Document passage →
## start

I can see how my parenting style can frighten some of the parents that I’ve encounter.  I come off as brash, expecting my children to have manners, to share communal toys, to be considerate and not hog the playground equipment, and not be the playground bully.  I also expect my children to listen to me when it comes to safety for themselves and others around them. In other words, I’m the parent in the playground. When I warn my oldest son for the third time not to throw sticks down the slide because little kids can come by and get hit with them and he does it anyway, I roar like a lion, (metaphorically of course), and tell him that we’re leaving because he’s not listening, which I warned him that we would leave if he continued.  He would try to run away or try to continue playing hoping that other people around would hinder my actions.  Nope, he should know by now that I’m coming for him and pull him by his arm and forcing him to come.  He would cry and tantrum all the way to the car and other parents see this as like a wildlife story on Nature show seeing the lioness pulling her cub out of the social gathering because he wouldn’t behave.  It’s scary to see a parent parenting their child because in today society, it’s not normal.  It’s usually the child dictating to the parent.

## end

Dataset records →
## start

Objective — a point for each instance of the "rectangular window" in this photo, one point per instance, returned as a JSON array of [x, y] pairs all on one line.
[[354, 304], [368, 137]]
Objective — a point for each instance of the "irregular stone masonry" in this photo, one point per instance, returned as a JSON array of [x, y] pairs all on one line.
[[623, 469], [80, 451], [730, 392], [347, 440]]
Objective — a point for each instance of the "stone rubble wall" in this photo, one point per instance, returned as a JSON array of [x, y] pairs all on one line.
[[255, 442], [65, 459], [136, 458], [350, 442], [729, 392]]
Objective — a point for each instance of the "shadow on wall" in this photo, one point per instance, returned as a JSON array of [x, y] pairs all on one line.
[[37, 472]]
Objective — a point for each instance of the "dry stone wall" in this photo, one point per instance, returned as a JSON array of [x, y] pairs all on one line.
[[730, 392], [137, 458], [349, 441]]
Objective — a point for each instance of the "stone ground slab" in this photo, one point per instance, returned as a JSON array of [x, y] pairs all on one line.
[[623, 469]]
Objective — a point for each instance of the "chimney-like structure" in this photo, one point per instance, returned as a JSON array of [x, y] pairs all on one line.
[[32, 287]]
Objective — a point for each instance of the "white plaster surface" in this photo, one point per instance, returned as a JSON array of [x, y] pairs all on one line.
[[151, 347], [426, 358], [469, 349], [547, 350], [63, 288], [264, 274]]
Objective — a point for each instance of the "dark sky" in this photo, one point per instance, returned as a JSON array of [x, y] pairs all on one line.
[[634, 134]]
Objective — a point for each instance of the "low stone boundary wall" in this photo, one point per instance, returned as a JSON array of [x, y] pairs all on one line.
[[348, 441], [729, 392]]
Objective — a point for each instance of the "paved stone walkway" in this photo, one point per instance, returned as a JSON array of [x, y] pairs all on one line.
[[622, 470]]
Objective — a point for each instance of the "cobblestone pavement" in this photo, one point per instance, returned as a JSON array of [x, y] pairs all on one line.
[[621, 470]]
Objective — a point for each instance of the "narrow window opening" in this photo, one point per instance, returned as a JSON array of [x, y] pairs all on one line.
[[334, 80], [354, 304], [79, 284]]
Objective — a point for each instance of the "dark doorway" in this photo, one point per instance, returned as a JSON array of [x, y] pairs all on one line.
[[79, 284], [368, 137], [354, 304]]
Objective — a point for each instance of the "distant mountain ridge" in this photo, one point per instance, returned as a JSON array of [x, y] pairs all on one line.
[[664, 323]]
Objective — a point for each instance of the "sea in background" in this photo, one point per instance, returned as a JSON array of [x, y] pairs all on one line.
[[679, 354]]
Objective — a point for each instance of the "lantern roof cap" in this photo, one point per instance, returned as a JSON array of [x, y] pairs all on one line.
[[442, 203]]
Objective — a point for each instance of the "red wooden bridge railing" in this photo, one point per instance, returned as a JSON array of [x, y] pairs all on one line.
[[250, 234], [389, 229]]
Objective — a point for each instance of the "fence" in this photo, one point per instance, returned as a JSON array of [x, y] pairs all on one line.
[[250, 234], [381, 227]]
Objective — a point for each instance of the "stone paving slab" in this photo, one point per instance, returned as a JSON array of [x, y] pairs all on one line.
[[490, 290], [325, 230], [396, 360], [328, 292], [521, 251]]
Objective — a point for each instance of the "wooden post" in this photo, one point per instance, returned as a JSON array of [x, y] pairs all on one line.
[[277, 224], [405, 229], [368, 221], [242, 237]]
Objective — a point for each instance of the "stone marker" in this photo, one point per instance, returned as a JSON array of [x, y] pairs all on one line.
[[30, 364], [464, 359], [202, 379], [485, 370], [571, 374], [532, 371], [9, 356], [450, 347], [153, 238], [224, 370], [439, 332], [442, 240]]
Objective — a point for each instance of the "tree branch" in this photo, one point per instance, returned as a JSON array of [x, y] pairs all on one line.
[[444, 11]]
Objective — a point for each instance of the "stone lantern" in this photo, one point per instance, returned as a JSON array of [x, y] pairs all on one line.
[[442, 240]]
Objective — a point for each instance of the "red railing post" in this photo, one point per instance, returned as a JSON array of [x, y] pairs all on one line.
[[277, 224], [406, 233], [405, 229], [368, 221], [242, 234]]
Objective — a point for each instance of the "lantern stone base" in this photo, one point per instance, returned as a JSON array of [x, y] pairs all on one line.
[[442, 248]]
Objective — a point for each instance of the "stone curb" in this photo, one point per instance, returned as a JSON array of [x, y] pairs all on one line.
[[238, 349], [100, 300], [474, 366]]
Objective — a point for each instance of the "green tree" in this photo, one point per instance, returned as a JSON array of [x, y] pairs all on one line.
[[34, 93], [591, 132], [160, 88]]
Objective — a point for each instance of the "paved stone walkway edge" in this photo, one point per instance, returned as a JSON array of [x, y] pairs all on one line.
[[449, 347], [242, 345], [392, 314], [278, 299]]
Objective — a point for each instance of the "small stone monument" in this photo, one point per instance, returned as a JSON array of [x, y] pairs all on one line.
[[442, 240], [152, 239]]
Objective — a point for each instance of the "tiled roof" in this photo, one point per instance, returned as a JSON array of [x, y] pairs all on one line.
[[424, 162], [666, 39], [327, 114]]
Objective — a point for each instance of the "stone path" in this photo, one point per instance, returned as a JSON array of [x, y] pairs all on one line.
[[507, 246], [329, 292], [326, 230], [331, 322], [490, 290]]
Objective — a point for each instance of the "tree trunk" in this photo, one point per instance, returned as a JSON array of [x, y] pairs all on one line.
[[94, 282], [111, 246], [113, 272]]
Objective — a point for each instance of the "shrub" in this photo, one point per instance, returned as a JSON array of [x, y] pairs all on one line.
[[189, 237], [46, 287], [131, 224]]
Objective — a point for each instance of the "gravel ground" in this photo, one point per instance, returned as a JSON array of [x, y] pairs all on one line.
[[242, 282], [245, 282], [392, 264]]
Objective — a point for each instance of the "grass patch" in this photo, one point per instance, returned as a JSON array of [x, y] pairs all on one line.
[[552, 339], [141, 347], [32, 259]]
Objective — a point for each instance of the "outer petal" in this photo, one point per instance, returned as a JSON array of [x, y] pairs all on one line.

## end

Given problem A → List the records as numbered lines, leaving out blank lines, from the start of the records through the line that contains "[[354, 304], [368, 137]]".
Given problem B → Write what comes next in the playground parenting passage, picking up after its last sentence.

Final answer A →
1. Objective — a point for each instance of the "rectangular window" in this photo, one point per instance, returned as a JSON array of [x, y] pairs all on one line.
2. [[354, 304], [368, 137]]

Final answer B →
I don’t see the big deal of putting your foot down and saying no or giving boundaries to your children.  More parents are afraid of parenting their children for the fear of some self righteous parent calling CPS on them or being labeled as a bad parent.  More parents are afraid of hurting their child’s feelings and think that setting boundaries will inhibit their child’s true personality.  Children are not as fragile emotional beings as some people think they are.  Children will try to test you to see how much they can get away with and see if you follow through on what you said you are going to do.  When they become too much to handle, these same parents go searching on the internet trying to find out what’s going on with their child’s behavior like they have some type of psychological issues or something.  Most parents seem to be looking for an easy way out of parenting and if it’s letting their child get their way most of the time so be it; it’s better than dealing with a temper tantrum.

So when you hear me ‘roar’ at my children, don’t be frighten.  Don’t think that I’m irrational, irate, or angry.  Most likely, my children did something inappropriate and I’m trying to teach them what is and is not acceptable in society.  I’m doing something that is no longer the norm and that is…parenting my child.